───── Entries ─────

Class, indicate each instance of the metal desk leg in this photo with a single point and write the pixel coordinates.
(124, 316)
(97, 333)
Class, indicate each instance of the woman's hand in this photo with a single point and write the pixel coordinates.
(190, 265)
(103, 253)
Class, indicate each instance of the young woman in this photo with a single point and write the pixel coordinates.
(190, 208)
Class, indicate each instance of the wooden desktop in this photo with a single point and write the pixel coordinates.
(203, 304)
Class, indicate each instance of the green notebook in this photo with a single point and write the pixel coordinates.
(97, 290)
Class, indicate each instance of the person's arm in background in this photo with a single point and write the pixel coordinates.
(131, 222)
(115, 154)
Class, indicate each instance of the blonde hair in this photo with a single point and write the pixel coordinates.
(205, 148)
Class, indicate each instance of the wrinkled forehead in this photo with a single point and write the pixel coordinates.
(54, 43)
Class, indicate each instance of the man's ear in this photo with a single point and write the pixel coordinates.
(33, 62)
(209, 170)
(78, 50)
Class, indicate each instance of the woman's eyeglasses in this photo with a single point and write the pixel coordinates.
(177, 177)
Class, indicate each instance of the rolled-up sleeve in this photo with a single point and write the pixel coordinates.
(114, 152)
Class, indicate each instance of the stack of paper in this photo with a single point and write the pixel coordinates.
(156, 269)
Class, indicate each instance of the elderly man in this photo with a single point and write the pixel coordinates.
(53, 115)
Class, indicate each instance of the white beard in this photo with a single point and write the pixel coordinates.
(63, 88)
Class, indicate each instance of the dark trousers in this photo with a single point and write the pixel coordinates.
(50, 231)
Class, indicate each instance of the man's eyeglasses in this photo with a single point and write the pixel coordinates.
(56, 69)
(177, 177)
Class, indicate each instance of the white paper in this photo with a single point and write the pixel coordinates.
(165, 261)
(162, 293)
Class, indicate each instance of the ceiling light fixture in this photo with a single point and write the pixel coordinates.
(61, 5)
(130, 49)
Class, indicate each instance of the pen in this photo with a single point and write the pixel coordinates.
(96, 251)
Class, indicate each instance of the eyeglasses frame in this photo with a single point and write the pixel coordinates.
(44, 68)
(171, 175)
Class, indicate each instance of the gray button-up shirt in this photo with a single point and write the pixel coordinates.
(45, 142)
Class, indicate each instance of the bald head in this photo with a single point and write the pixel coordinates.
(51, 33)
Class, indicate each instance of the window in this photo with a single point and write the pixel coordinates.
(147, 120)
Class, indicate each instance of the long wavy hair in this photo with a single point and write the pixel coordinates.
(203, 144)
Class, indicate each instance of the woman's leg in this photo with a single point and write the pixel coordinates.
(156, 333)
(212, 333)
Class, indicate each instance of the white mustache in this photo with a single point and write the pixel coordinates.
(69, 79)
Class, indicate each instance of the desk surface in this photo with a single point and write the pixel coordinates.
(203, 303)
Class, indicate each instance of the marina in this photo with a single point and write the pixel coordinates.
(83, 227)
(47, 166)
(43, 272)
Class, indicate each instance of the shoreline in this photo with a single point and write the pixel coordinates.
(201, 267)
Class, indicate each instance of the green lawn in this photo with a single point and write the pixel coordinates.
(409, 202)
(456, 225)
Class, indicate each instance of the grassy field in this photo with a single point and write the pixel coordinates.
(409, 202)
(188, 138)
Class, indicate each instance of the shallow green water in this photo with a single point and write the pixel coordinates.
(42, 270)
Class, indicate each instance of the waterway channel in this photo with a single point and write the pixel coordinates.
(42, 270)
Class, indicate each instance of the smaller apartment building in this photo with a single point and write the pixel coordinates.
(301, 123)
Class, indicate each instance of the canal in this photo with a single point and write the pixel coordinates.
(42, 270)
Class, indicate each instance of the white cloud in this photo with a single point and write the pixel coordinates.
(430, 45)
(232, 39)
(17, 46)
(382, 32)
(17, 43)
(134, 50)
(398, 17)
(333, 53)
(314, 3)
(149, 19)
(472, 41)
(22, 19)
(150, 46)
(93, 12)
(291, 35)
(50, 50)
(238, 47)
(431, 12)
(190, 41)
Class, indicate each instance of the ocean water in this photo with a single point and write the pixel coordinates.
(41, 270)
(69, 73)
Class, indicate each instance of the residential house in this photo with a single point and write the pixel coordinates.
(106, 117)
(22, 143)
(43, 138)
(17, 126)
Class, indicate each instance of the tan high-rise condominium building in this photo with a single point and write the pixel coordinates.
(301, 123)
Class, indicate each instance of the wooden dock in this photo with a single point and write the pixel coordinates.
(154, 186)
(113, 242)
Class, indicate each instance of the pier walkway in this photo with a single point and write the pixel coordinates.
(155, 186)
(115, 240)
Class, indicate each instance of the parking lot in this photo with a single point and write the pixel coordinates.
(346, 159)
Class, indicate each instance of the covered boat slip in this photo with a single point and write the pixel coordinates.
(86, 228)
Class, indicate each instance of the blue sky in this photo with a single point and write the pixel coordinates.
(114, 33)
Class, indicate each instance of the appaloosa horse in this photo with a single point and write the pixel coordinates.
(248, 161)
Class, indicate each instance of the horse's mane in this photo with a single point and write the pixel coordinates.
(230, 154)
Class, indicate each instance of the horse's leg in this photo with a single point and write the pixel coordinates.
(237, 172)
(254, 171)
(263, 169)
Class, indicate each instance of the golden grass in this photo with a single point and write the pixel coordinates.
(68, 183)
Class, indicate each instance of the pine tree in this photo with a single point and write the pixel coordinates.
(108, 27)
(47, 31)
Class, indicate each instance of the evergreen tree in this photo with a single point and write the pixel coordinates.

─────

Work required: Turn every line of the records above into a numbered list, skipping any blank lines.

Completed task:
1. Class, indicate each instance of the metal desk leg in this photo with a single point and write the pixel coordinates.
2. (124, 316)
3. (97, 333)
4. Class, indicate each instance of the woman's hand in this photo with a single point and write the pixel coordinates.
5. (190, 265)
6. (103, 253)
7. Class, indicate each instance of the young woman in this photo with a single point and write the pixel coordinates.
8. (190, 208)
9. Class, indicate each instance of the wooden desktop in this photo with a single point and write the pixel coordinates.
10. (203, 304)
11. Class, indicate each instance of the green notebook in this photo with a single point and write the pixel coordinates.
12. (97, 290)
13. Class, indicate each instance of the person's arm in background in this photo with a single point and write the pixel coordinates.
14. (131, 222)
15. (115, 154)
16. Class, indicate each instance of the blonde hair in this photo with a single point and write the pixel coordinates.
17. (205, 148)
18. Class, indicate each instance of the wrinkled forehead in this photo with a single point and write the pixel coordinates.
19. (54, 43)
20. Class, indicate each instance of the man's ear in this photo with a single point and write the pixel coordinates.
21. (33, 62)
22. (209, 170)
23. (78, 50)
24. Class, indicate each instance of the woman's eyeglasses in this photo with a single point and write the pixel coordinates.
25. (177, 177)
26. Class, indicate each instance of the rolled-up sleeve in this photo with a single point and write the pixel coordinates.
27. (114, 152)
28. Class, indicate each instance of the stack of paper in this photo with a single point and write the pixel coordinates.
29. (156, 269)
30. Class, indicate each instance of the elderly man in this photo with a single point and write the pixel coordinates.
31. (53, 115)
32. Class, indicate each instance of the white beard in this photo with a single point and write the pixel coordinates.
33. (63, 88)
34. Class, indicate each instance of the dark trousers in this photo with a single point and write the pixel coordinates.
35. (50, 231)
36. Class, indicate each instance of the man's eyeglasses in this photo with a single point and write the pixel coordinates.
37. (56, 69)
38. (177, 177)
39. Class, indicate each instance of the white paper in this photo with a single point and write the pixel coordinates.
40. (165, 261)
41. (162, 293)
42. Class, indicate each instance of the ceiling light fixture in this photo with a single point and write the pixel coordinates.
43. (61, 5)
44. (130, 49)
45. Class, indicate each instance of the pen in this photo with a single point and write the pixel coordinates.
46. (96, 251)
47. Class, indicate each instance of the eyeglasses frame in this photo with a single point and write the pixel coordinates.
48. (44, 68)
49. (171, 175)
50. Class, indicate each instance of the gray button-up shirt in this photo with a single point and write the pixel coordinates.
51. (45, 142)
52. Class, indicate each instance of the bald head in this photo with a single point and write the pixel coordinates.
53. (51, 33)
54. Class, indicate each instance of the window in this photo with a single point and write the pixel coordinates.
55. (147, 120)
56. Class, indicate each instance of the long wavy hair in this photo with a single point and write the pixel coordinates.
57. (203, 144)
58. Class, indicate each instance of the woman's leg in this photo with a single point and write the pixel coordinates.
59. (156, 333)
60. (212, 333)
61. Class, indicate each instance of the white mustache in this photo with a single point and write the pixel coordinates.
62. (69, 79)
63. Class, indicate each instance of the desk surface in this photo with a single point and write the pixel coordinates.
64. (203, 303)
65. Class, indicate each instance of the marina in this photo with a single point and write the pixel coordinates.
66. (83, 227)
67. (47, 166)
68. (43, 272)
69. Class, indicate each instance of the shoreline in this photo with a single point and write the pixel coordinates.
70. (201, 267)
71. Class, indicate each instance of the green lawn in this photo with a single point and write the pixel coordinates.
72. (409, 202)
73. (456, 225)
74. Class, indicate each instance of the grassy field in this photo with a single point and write the pixel coordinates.
75. (409, 202)
76. (188, 138)
77. Class, indicate each instance of the shallow green water in this photo with a single point and write the pixel coordinates.
78. (42, 270)
79. Class, indicate each instance of the waterway channel in this photo with a single point and write the pixel coordinates.
80. (42, 270)
81. Class, indicate each instance of the smaller apartment building in this photo with a single point and write the pixel coordinates.
82. (301, 123)
83. Class, indicate each instance of the canal in this photo with a single point and write the pixel coordinates.
84. (42, 270)
85. Class, indicate each instance of the white cloud in this photo with a single point and write the pixel coordinates.
86. (430, 45)
87. (232, 39)
88. (17, 46)
89. (382, 32)
90. (17, 43)
91. (134, 50)
92. (398, 17)
93. (333, 53)
94. (314, 3)
95. (149, 19)
96. (472, 41)
97. (22, 19)
98. (150, 46)
99. (93, 12)
100. (291, 35)
101. (50, 50)
102. (238, 47)
103. (431, 12)
104. (190, 41)
105. Class, indicate each instance of the ocean water in this photo with a single point and write the pixel coordinates.
106. (41, 270)
107. (69, 73)
108. Class, indicate each instance of the residential house in this photo with a single point and write the pixel coordinates.
109. (106, 117)
110. (22, 143)
111. (43, 138)
112. (17, 126)
113. Class, indicate each instance of the tan high-rise condominium building in this photo with a single point and write the pixel coordinates.
114. (301, 123)
115. Class, indicate each instance of the wooden dock in this photo with a single point and write the pixel coordinates.
116. (154, 186)
117. (113, 242)
118. Class, indicate each instance of the pier walkway in this photo with a single point and write the pixel coordinates.
119. (155, 186)
120. (115, 240)
121. Class, indicate each instance of the parking lot in this photo with a single point and write the pixel coordinates.
122. (346, 159)
123. Class, indicate each instance of the covered boat slip in this photo with a single point and write the pixel coordinates.
124. (86, 228)
125. Class, indicate each instance of the blue sky in this photo with a single point and write the pixel coordinates.
126. (114, 33)
127. Class, indicate each instance of the appaloosa horse in this photo with a single point and write the pixel coordinates.
128. (248, 161)
129. Class, indicate each instance of the horse's mane in this photo with a single point and write the pixel coordinates.
130. (230, 154)
131. Class, indicate each instance of the horse's leg in this photo with a single point and write the pixel coordinates.
132. (237, 172)
133. (254, 171)
134. (263, 169)
135. Class, indicate each instance of the golden grass in this photo with a single point and write the pixel coordinates.
136. (68, 183)
137. Class, indicate each instance of the pine tree in this photo with a single point and write the pixel coordinates.
138. (108, 27)
139. (47, 31)
140. Class, indicate each instance of the evergreen tree in this photo with a single point and write the pixel coordinates.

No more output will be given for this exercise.